**EXERCISE GOAL**
Copy the lines in the items below exactly, everything from the line containing "Spot the concrete" down to the line containing "[[508, 489], [332, 354]]", with both of those lines included.

[Part of a data file]
..............................
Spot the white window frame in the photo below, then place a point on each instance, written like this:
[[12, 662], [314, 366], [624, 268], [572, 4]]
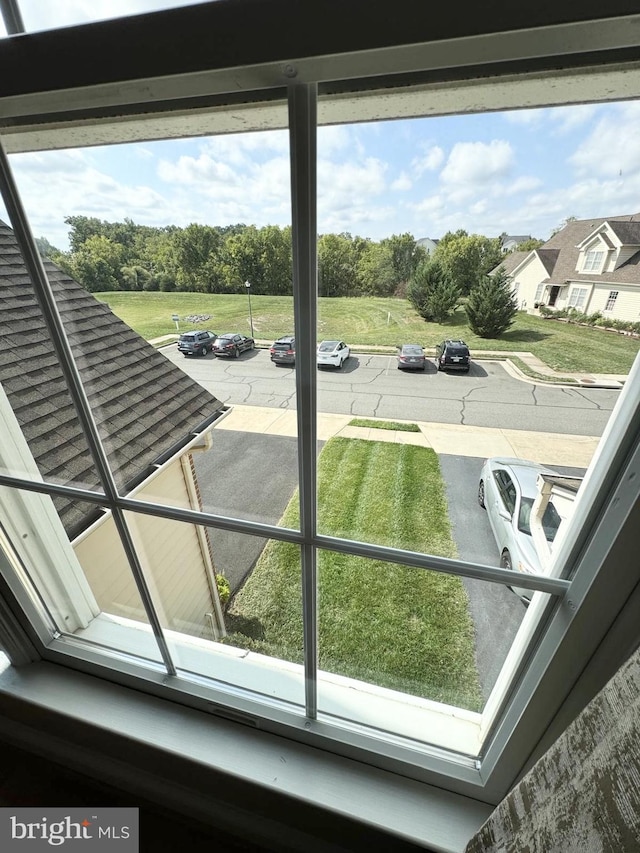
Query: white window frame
[[593, 260], [578, 298], [611, 300], [555, 659]]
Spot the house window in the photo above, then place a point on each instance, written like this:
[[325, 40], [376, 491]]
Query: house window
[[304, 679], [593, 260], [611, 300], [578, 298]]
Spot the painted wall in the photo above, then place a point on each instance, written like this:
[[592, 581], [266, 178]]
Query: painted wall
[[178, 573]]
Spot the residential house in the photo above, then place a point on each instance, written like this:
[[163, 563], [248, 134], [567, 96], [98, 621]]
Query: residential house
[[592, 265], [151, 418], [285, 774]]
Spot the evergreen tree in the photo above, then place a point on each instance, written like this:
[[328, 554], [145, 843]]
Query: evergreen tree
[[491, 306], [432, 293]]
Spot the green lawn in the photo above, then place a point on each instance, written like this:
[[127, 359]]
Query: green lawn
[[391, 625], [371, 321], [392, 425]]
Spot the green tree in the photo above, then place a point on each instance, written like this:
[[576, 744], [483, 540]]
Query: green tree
[[491, 306], [432, 293], [96, 264], [337, 265], [375, 272], [197, 255], [405, 256], [467, 258], [46, 249], [261, 256]]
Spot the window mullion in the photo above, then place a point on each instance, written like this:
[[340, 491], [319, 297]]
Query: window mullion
[[302, 135], [51, 315]]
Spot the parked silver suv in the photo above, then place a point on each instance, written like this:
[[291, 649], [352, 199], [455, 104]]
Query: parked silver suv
[[196, 343]]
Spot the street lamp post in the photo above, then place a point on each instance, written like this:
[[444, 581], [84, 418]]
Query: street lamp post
[[247, 284]]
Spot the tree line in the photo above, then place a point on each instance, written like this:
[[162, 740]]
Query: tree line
[[108, 256]]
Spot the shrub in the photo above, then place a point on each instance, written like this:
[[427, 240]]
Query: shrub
[[432, 293], [491, 307], [224, 590]]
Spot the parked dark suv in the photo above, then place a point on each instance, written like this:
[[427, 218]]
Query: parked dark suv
[[283, 351], [196, 343], [453, 355]]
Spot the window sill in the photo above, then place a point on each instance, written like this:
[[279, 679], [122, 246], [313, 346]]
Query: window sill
[[220, 772], [343, 702]]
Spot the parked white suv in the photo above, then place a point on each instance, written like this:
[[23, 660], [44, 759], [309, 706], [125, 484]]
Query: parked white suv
[[332, 354]]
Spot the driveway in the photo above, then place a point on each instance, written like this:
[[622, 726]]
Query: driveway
[[251, 476], [254, 477]]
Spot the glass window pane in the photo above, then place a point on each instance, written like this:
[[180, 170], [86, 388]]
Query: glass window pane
[[42, 15], [165, 295]]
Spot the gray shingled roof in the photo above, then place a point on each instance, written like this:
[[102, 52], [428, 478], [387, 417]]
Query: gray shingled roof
[[144, 406]]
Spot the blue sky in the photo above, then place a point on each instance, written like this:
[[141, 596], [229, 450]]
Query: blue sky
[[519, 172]]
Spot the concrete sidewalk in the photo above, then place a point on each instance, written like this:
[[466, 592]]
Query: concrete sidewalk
[[548, 448]]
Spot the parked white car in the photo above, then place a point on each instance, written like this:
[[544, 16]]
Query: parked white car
[[508, 489], [332, 354]]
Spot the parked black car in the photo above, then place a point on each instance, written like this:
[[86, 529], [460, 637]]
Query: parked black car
[[453, 355], [283, 351], [196, 343], [232, 344], [411, 357]]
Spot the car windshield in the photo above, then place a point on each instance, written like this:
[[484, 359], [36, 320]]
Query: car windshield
[[550, 520]]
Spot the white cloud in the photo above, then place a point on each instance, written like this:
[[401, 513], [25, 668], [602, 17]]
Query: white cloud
[[610, 149], [478, 162], [430, 161], [402, 182], [334, 138], [526, 183], [527, 118], [57, 184]]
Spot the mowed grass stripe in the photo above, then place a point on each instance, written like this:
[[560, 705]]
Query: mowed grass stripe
[[402, 628]]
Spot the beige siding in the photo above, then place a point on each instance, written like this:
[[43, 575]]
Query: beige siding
[[171, 555], [624, 253], [565, 292], [528, 276]]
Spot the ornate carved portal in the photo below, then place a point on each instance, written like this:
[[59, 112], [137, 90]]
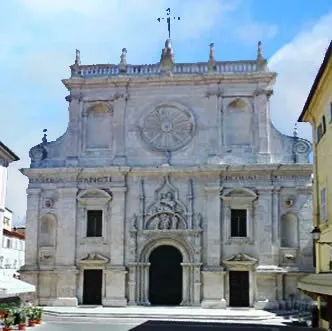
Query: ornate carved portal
[[166, 221]]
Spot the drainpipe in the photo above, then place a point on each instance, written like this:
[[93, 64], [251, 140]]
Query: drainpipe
[[316, 188]]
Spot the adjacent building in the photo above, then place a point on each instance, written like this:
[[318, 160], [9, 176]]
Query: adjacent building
[[11, 242], [13, 247], [170, 186], [318, 112]]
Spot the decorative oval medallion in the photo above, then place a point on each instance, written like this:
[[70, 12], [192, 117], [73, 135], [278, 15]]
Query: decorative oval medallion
[[168, 128]]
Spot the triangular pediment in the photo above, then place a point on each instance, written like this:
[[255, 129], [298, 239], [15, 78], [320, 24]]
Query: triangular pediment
[[94, 194], [94, 258], [239, 193]]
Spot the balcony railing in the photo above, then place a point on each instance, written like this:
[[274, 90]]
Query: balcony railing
[[231, 67]]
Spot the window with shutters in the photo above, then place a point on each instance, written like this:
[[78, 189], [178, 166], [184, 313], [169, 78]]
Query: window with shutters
[[94, 223], [238, 223]]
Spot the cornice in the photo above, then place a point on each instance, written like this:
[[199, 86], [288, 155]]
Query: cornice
[[157, 80], [273, 172]]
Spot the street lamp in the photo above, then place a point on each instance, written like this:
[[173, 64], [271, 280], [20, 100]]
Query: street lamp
[[316, 235]]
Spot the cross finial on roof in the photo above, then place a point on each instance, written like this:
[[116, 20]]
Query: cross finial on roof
[[168, 20]]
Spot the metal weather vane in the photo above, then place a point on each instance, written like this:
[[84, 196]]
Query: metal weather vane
[[168, 20]]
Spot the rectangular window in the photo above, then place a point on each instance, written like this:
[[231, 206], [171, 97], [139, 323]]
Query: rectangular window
[[323, 206], [94, 223], [239, 223], [324, 314], [324, 124], [319, 132]]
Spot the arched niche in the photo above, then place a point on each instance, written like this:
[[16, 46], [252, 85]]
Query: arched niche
[[89, 201], [98, 133], [94, 196], [238, 194], [289, 230], [238, 126], [233, 199], [48, 230]]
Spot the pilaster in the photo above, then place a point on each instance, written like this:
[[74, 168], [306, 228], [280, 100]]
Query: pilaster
[[115, 284], [74, 128], [264, 220], [212, 236], [117, 226], [66, 287], [213, 289], [31, 231], [66, 236], [263, 114]]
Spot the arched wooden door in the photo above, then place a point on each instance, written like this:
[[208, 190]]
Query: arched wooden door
[[165, 276]]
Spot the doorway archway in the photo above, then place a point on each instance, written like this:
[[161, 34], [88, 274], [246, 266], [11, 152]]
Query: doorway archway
[[165, 276]]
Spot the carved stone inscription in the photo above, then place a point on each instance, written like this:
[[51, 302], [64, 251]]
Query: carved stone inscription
[[105, 179]]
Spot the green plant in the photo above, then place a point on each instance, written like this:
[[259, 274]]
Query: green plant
[[39, 312], [31, 313], [8, 321]]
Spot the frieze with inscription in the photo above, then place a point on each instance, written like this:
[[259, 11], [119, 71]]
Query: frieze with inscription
[[55, 180]]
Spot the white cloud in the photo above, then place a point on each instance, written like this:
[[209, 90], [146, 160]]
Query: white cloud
[[251, 32], [297, 64], [42, 7], [41, 46]]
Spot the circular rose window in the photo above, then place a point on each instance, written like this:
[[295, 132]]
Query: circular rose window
[[168, 128]]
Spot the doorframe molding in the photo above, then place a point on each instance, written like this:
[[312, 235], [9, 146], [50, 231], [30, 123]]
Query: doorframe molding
[[93, 261], [241, 262]]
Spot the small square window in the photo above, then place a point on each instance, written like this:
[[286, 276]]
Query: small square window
[[94, 223], [324, 124], [239, 223]]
..............................
**RESULT**
Spot the concrete sidewalk in the photo above, then place a point on each instance, written like this:
[[466, 592]]
Query: concrete sidewalk
[[548, 448]]
Spot the parked white car in the photo above, then place a point on each instance, written like this:
[[544, 16]]
Query: parked white car
[[508, 489], [332, 354]]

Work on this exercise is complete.